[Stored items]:
┌────────

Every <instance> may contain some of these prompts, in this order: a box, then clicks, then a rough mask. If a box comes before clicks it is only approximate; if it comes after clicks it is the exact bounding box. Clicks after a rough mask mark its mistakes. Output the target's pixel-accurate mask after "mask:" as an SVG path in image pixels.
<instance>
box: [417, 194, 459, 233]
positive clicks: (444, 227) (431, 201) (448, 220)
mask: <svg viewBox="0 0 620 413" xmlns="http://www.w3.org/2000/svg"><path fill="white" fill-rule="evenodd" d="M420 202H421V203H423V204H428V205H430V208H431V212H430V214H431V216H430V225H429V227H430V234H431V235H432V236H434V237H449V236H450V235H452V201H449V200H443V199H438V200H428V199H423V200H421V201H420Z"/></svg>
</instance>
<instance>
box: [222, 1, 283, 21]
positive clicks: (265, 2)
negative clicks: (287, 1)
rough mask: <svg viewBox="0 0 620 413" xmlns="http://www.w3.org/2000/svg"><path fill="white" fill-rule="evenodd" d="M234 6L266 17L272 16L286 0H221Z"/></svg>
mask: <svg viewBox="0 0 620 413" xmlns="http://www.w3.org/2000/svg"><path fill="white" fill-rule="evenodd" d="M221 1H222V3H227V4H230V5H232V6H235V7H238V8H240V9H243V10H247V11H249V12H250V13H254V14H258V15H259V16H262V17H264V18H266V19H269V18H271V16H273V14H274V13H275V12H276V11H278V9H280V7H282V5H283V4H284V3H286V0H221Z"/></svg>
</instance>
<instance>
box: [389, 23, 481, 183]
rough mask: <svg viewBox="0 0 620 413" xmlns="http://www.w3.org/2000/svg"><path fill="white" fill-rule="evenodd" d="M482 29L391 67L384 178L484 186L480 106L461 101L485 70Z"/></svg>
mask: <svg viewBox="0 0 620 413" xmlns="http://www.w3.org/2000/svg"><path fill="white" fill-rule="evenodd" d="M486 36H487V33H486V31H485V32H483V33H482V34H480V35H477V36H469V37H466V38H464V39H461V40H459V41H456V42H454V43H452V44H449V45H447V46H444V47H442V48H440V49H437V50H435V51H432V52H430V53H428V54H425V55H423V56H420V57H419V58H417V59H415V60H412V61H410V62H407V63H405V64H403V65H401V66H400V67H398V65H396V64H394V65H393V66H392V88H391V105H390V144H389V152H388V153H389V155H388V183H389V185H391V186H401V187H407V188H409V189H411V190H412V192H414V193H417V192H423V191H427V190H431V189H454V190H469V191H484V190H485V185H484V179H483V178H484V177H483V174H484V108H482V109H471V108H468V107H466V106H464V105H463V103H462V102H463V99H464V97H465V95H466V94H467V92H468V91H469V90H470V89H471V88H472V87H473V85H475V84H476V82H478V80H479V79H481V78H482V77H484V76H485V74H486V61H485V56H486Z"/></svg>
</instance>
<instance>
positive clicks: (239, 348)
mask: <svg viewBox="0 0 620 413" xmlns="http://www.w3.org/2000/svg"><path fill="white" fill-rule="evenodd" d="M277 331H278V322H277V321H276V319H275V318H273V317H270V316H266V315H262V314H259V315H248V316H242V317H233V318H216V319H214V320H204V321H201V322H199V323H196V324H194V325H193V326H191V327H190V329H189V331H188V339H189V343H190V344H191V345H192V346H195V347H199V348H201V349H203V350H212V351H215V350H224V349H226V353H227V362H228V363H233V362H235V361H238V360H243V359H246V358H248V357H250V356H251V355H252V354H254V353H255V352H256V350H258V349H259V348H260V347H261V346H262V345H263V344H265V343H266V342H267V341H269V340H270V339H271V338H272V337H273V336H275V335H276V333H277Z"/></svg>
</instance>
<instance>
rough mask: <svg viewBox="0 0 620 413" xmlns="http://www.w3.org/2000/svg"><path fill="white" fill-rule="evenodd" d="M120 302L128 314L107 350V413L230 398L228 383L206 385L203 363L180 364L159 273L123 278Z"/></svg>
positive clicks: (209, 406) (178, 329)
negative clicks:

└────────

[WHAT NEEDS TO BE DONE]:
Please copy each record shown above exactly.

[OUTPUT OF THE EXERCISE]:
Every <instance> may contain some of these prompts, in this order: a box, then clicks, then a rough mask. If a box comes before clicks it is only approximate; if it comes after clicks it is the exact bounding box. Clicks after a rough mask mark its mistakes. Output the target's pixel-accurate mask after "mask:" as an SVG path in image pixels.
<instance>
box: [417, 194, 459, 233]
positive clicks: (444, 227) (431, 201) (448, 220)
mask: <svg viewBox="0 0 620 413" xmlns="http://www.w3.org/2000/svg"><path fill="white" fill-rule="evenodd" d="M420 202H421V203H423V204H428V205H430V208H431V212H430V214H431V216H430V225H429V227H430V234H431V235H432V236H434V237H449V236H450V235H452V201H449V200H443V199H438V200H428V199H423V200H421V201H420Z"/></svg>
</instance>
<instance>
box: [222, 1, 283, 21]
positive clicks: (265, 2)
negative clicks: (287, 1)
rough mask: <svg viewBox="0 0 620 413" xmlns="http://www.w3.org/2000/svg"><path fill="white" fill-rule="evenodd" d="M234 6L266 17L272 16L286 0H221Z"/></svg>
mask: <svg viewBox="0 0 620 413" xmlns="http://www.w3.org/2000/svg"><path fill="white" fill-rule="evenodd" d="M221 1H222V3H227V4H230V5H232V6H235V7H238V8H240V9H243V10H247V11H249V12H250V13H254V14H258V15H259V16H262V17H264V18H266V19H269V18H271V16H273V14H274V13H275V12H276V11H278V9H280V7H282V5H283V4H284V3H286V0H221Z"/></svg>
</instance>
<instance>
box: [389, 23, 481, 183]
rough mask: <svg viewBox="0 0 620 413" xmlns="http://www.w3.org/2000/svg"><path fill="white" fill-rule="evenodd" d="M482 29L391 67L384 178L484 186L480 106L461 101L485 70Z"/></svg>
mask: <svg viewBox="0 0 620 413" xmlns="http://www.w3.org/2000/svg"><path fill="white" fill-rule="evenodd" d="M486 36H487V33H486V31H485V32H483V33H482V34H480V35H477V36H469V37H466V38H464V39H461V40H459V41H456V42H454V43H452V44H449V45H447V46H444V47H442V48H440V49H437V50H435V51H432V52H430V53H428V54H425V55H423V56H420V57H419V58H417V59H415V60H412V61H410V62H407V63H405V64H403V65H401V66H400V67H398V65H396V64H394V65H393V66H392V88H391V105H390V144H389V152H388V153H389V155H388V183H389V185H391V186H401V187H407V188H409V189H411V190H412V192H414V193H417V192H423V191H427V190H431V189H454V190H469V191H484V190H485V185H484V179H483V178H484V177H483V174H484V108H482V109H471V108H468V107H466V106H464V105H463V103H462V102H463V99H464V97H465V95H466V94H467V92H468V91H469V90H470V89H471V88H472V87H473V85H475V84H476V82H478V80H479V79H481V78H482V77H484V76H485V74H486V61H485V56H486Z"/></svg>
</instance>
<instance>
positive clicks: (239, 348)
mask: <svg viewBox="0 0 620 413" xmlns="http://www.w3.org/2000/svg"><path fill="white" fill-rule="evenodd" d="M277 331H278V322H277V321H276V319H275V318H273V317H270V316H266V315H262V314H259V315H248V316H242V317H233V318H216V319H214V320H204V321H201V322H199V323H196V324H194V325H193V326H191V327H190V329H189V331H188V339H189V343H190V344H191V345H192V346H195V347H199V348H201V349H203V350H212V351H215V350H224V349H226V353H227V362H228V363H233V362H235V361H238V360H243V359H246V358H248V357H250V356H251V355H252V354H254V353H255V352H256V350H258V349H259V348H260V347H261V346H262V345H263V344H265V343H266V342H267V341H269V340H270V339H271V338H272V337H273V336H275V335H276V333H277Z"/></svg>
</instance>
<instance>
rough mask: <svg viewBox="0 0 620 413" xmlns="http://www.w3.org/2000/svg"><path fill="white" fill-rule="evenodd" d="M120 302L128 314L107 350V413L230 398L228 383L206 385L203 363L180 364L159 273L123 278Z"/></svg>
positive clicks: (209, 406) (178, 329)
negative clicks:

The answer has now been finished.